▶ SOURCE
▬▬▬▬▬▬
Guy: But I can't walk up fourteen flights of stairs! 
SG: You can use another elevator.
Guy: Where?
SG: There.  Or there, there, and there.
Guy: Oh.

You can't make this stuff up.

Day 44

Today is day 44, which is bad luck because 4 is the Chinese 13.  Accordingly, things were weird today.

The bus driver I had on the way to work was terrifying.  The entire ride to work was a symphony of car horns.  I got stuck at work with nothing to do for two hours because a class got canceled but no one bothered to tell me.  And my last class of the day was a new student who was remarkable taciturn, even for a Chinese student (they tend to be shy).  Plus, I am almost certain she was holding her hair back with a giant piece of black velcro.  I spent two hours wondering what would happen if I pulled it off.

In less unluck news, one of the Blue Rocketships has taken off.  There's even a few finger marks in the dust where someone reached up and pulled it out.  The other one is still flying, though.  I got a chance to check out elevator #3 and it was Rocketship-free and the interior was pristine.  Not surprising, because it's haunted.

Also last night I gave myself a haircut and it came out pretty well today.  I was pleasantly surprised because I was a bit cavalier about it.  I've pretty much given up on my hair.  My hair's been on strike for about six months now, so my main concern is to keep amy more of it from breaking off.  This climate is not follicle-friendly. 

I was on Pinterest about five minutes ago, and I saw some things that have disturbed and disordered my mind.  I would like to share someof my distress with you.
▬▬▬▬▬▬
▶ SUPPLIED DATA
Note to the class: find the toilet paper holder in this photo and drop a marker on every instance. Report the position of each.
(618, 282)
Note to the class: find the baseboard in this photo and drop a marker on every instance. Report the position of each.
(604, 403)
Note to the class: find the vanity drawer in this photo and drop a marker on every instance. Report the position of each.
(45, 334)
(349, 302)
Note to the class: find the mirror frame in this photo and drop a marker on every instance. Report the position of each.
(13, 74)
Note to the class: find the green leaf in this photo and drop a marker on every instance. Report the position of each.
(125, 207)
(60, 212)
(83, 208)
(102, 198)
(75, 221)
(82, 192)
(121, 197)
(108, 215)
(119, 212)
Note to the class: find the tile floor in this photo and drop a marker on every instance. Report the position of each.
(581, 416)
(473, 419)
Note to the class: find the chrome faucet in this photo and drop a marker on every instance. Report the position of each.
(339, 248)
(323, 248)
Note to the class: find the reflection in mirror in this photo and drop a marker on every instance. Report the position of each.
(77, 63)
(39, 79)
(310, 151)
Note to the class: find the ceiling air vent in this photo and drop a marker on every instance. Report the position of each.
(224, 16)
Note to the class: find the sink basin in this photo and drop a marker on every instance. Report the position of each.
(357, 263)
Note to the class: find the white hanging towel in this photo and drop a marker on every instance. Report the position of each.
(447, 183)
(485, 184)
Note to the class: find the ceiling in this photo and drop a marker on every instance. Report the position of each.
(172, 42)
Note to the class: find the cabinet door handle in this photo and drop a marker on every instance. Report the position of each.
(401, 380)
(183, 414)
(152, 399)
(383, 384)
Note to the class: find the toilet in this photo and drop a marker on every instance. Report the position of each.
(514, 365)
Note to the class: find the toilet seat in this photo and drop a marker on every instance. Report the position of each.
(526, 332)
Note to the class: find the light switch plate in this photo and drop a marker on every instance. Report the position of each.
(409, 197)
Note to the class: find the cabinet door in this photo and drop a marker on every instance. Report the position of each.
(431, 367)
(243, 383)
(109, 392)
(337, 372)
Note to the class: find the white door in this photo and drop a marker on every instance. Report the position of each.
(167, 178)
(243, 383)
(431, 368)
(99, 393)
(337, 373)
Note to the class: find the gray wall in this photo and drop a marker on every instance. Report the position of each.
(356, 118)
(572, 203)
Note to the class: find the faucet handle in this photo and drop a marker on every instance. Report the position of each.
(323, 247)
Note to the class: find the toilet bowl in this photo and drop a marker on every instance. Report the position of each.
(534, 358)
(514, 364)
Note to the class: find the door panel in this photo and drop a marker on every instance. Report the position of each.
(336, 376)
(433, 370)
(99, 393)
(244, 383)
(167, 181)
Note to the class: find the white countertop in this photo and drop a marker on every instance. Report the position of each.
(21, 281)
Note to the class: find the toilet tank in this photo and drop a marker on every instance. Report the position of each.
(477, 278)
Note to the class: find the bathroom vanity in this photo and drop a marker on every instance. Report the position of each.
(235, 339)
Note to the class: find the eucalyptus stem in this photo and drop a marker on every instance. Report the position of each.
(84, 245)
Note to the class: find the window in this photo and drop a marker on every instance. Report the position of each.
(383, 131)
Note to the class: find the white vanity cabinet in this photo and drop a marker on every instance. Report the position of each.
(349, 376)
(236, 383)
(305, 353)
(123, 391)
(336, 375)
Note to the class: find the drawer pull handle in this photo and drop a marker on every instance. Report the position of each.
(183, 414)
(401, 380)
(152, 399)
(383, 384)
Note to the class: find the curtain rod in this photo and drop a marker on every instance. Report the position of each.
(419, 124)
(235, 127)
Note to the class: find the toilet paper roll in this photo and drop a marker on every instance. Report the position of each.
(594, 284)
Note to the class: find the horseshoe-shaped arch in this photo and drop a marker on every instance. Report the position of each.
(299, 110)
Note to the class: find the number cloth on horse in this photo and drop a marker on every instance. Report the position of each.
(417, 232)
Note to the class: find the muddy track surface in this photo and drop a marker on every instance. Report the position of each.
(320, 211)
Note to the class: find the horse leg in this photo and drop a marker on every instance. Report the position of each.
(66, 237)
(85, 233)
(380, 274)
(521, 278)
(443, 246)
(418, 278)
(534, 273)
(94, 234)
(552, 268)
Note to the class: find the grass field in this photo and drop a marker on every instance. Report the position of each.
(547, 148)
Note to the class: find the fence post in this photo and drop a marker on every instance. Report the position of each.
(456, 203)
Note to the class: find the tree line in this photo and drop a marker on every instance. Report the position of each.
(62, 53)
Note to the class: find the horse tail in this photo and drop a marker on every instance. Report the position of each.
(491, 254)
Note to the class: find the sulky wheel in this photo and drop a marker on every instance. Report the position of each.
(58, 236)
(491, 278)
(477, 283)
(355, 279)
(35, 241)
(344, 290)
▬▬▬▬▬▬
▶ WRITTEN TASKS
1 > In the blog entry about day 44, how long was the writer stuck at work with nothing to do?
2 > Continue the blog entry about day 44, starting after its final sentence.

▶ ANSWERS FOR THE TASKS
1 > Two hours.

2 >
First of all, the best thing you can do for your health is to stop looking at photoshopped pictures of strangers and stop reading judgemental articles and quotes about eating habis.  True, I am neither a model nor a paragon of healthy eating, and have never once as an adult worn a size six---but, based on my experience and that of others I know, I believe that no one ever really got anywhere with improving their health without first learning to love themself as they are.  Perhaps that sounds counterintuitive, but I'm not talking about being satisified with your current state.  I don't mean to become complancent.  I'm saying that the attitude "I am awesome and through hard work I am making myself awesomer," gets you further than "I am wretched, and if I make myself suffer enough I may become a little less repugnant."   

That's the thing.

Friday, August 03, 2012

Day 45

Commands I planned to teach my dog:

Come
Sit
Stay
Heel
Drop it
Down
Go get it


Commands my dog actually knows, and what he thinks they mean:

Go: Get out of the way, mom's annoyed.
Sit: Maybe I'll get a treat.
Stay: Not going with you outside...again!
Off: But you can sit on the bed!
Stop it: Mom's mad.
Leave it: Chew it up before she gets it.
Move: Mom's annoyed.
Heel: ???
Kennel: Hide behind the couch.
No: Uh-oh.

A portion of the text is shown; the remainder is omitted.